> **EXTRACT TO READ**:
Re:Shock news! high income tempts youth into crime (0)

Anonymous Coward | more than 4 years ago | (#30938150)

No sorry, as much as I would like to believe that you are correct. Your not. Yes I have been there and yes it is a cultural thing and the poster below stated to a large degree but you also mostly struggle to understand it because you don't understand poverty and deprivation that kills that they do. People die of starvation, not because there is no food, but because they can't afford it. There is no welfare system what so ever. If you are sick you must pay or die (kinda like the USA). And its not cheap. If you do actually succeed in getting a good education, well, there are no jobs so it don't matter. So get this right, you have a country with actually a lot of graduates and talent, but without jobs or a real outlet. What do you get - white collar crime.

Before you say something silly like, well if they were that smart then they would just make work.

Just stop. They live in a nation with so much wide spread corruption, at every stop someone is looking to charge you for something, they often have no real business charging. No stable electricity supply, it goes on and off several times a day(if you are lucky) the nation essentially runs off of generators. You can't have heavy industry without a decent supply. Things cost so much money because of the amount of hands you continually have to grease. The level of frustration for the average poor man is breathtaking.

Re:Shock news! high income tempts youth into crime (0)

Anonymous Coward | more than 4 years ago | (#30936674)

punt?

Re:Shock news! high income tempts youth into crime (1)

Scragglykat (1185337) | more than 4 years ago | (#30936700)

did you say $4000 a month? where do I sign up?

Re:Shock news! high income tempts youth into crime (1)

biryokumaru (822262) | more than 4 years ago | (#30938484)

The US Military?

Re:Shock news! high income tempts youth into crime (1)

dwiget001 (1073738) | more than 4 years ago | (#30936704)

You posed the problem, what is your solution?

Re:Shock news! high income tempts youth into crime (0)

Anonymous Coward | more than 4 years ago | (#30936868)

Nuke them from orbit. It is the only way to be sure.

Re:Shock news! high income tempts youth into crime (0)

Anonymous Coward | more than 4 years ago | (#30937192)

So what's the solution?

Send them $100B as compensation for the US burning coal to generate electricity. No scamming involved in that.

/end sarcasm

Re:Shock news! high income tempts youth into crime (0, Redundant)

Dishevel (1105119) | more than 4 years ago | (#30939766)

So what's the solution?

Nuke Nigeria from orbit. It's the only way to be sure.

Perspective anyone? (5, Insightful)

dorre (1731288) | more than 4 years ago | (#30936626)

I really think that the 'journalist' failed miserably.

Although the story felt credible and added some insight into the scammers everyday life the story didn't provide any information. And in the end when the 'scammer' starts providing new information the 'journalist' get's angry and starts accusing him like a child.

What if the 'scammer' can feel better about himself after spreading information? I mean shouldn't people who have done bad things be allowed to make remorse and NOT have to feel guilty their whole lives???? I mean Jesus Christ.....

Re:Perspective anyone? (3, Insightful)

iyntsiannaistnyi (300753) | more than 4 years ago | (#30936900)

I agree and also was disappointed that the second part of the interview was conducted the way it was. I noticed in one of the early comments to the second part that the interviewer admits to not being a professional journalist, and that he is human and his emotions got the best of him. That alleviated my disappointment a little... but it is still a shame that this opportunity was lost. It would be interesting if "John" has the courage to contact another organization that might be willing to interview him.

> **TASK INPUT**:

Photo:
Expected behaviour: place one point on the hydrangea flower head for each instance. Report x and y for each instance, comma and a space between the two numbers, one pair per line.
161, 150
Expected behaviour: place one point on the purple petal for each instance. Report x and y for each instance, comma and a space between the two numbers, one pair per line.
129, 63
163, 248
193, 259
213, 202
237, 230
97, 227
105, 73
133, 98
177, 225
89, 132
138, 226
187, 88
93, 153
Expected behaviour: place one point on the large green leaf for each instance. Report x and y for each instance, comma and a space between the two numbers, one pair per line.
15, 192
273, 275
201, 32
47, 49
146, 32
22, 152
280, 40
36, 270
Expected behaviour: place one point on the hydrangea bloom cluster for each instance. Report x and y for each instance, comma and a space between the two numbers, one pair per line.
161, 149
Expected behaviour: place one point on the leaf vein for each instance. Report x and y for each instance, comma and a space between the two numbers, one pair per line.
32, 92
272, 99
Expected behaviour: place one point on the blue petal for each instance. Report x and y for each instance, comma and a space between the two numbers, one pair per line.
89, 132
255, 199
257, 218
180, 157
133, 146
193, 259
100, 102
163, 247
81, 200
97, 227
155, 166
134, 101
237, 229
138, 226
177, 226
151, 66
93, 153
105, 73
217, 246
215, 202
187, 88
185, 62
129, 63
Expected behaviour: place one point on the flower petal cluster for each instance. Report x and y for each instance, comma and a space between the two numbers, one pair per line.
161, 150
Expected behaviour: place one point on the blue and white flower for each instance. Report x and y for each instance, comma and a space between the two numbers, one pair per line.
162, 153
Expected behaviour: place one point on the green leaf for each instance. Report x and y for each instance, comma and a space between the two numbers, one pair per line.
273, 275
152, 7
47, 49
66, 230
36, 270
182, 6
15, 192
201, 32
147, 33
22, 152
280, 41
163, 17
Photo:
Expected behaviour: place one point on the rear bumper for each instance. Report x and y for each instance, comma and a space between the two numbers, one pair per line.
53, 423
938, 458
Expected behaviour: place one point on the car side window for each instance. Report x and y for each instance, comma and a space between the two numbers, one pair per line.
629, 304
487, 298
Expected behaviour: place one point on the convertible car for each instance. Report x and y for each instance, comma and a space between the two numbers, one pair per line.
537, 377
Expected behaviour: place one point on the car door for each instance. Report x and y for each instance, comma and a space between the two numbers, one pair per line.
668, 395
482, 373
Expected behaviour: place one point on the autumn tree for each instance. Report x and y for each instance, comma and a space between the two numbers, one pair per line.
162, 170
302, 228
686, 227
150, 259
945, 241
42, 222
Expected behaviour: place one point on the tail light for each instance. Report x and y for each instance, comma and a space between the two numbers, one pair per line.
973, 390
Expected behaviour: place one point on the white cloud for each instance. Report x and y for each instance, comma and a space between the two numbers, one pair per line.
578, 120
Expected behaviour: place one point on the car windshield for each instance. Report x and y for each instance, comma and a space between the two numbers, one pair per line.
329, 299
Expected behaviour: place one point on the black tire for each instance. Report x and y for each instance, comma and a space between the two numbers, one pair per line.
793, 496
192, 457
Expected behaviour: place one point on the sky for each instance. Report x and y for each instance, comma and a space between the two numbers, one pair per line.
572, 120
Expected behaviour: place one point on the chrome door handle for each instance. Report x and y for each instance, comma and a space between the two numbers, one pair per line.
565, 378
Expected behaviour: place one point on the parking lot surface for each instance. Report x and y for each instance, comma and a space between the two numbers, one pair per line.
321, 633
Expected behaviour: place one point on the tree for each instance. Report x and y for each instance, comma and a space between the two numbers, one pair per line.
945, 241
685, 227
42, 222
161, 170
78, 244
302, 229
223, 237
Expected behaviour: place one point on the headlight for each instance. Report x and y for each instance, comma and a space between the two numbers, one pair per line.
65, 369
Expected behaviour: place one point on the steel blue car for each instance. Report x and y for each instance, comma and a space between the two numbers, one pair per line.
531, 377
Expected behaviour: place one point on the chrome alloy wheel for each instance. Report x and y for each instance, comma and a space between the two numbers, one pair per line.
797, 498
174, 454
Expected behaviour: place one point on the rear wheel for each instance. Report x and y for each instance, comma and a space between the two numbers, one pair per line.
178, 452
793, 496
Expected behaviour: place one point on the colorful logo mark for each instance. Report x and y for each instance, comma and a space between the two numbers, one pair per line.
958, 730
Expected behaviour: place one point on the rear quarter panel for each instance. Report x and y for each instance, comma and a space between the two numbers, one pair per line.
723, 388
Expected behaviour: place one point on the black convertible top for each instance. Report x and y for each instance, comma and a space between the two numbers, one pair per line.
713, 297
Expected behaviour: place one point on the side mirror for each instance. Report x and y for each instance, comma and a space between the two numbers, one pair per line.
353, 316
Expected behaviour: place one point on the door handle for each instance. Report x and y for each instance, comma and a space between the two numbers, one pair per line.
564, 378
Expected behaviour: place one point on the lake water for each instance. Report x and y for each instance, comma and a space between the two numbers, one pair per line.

> **TASK INSTRUCTIONS**:
- A) Do these statements agree with the comment thread? Answer yes or no for each, and quote the words from the comment thread that decide it.
(i) The first comment says the country has no welfare system.
(ii) The first comment says the country has a stable electricity supply.
(iii) The reply under "Re:Perspective anyone?" says the interviewer admits to being a professional journalist.
- B) List every line of the entries that contains the word "black".
The comment thread has nothing to do with the entries.

> **SOLUTIONS**:
- A)
(i) Yes: "There is no welfare system what so ever."
(ii) No: "No stable electricity supply, it goes on and off several times a day(if you are lucky)"
(iii) No: "the interviewer admits to not being a professional journalist"

- B)
Expected behaviour: place one point on the black tire for each instance. Report x and y for each instance, comma and a space between the two numbers, one pair per line.
Expected behaviour: place one point on the black convertible top for each instance. Report x and y for each instance, comma and a space between the two numbers, one pair per line.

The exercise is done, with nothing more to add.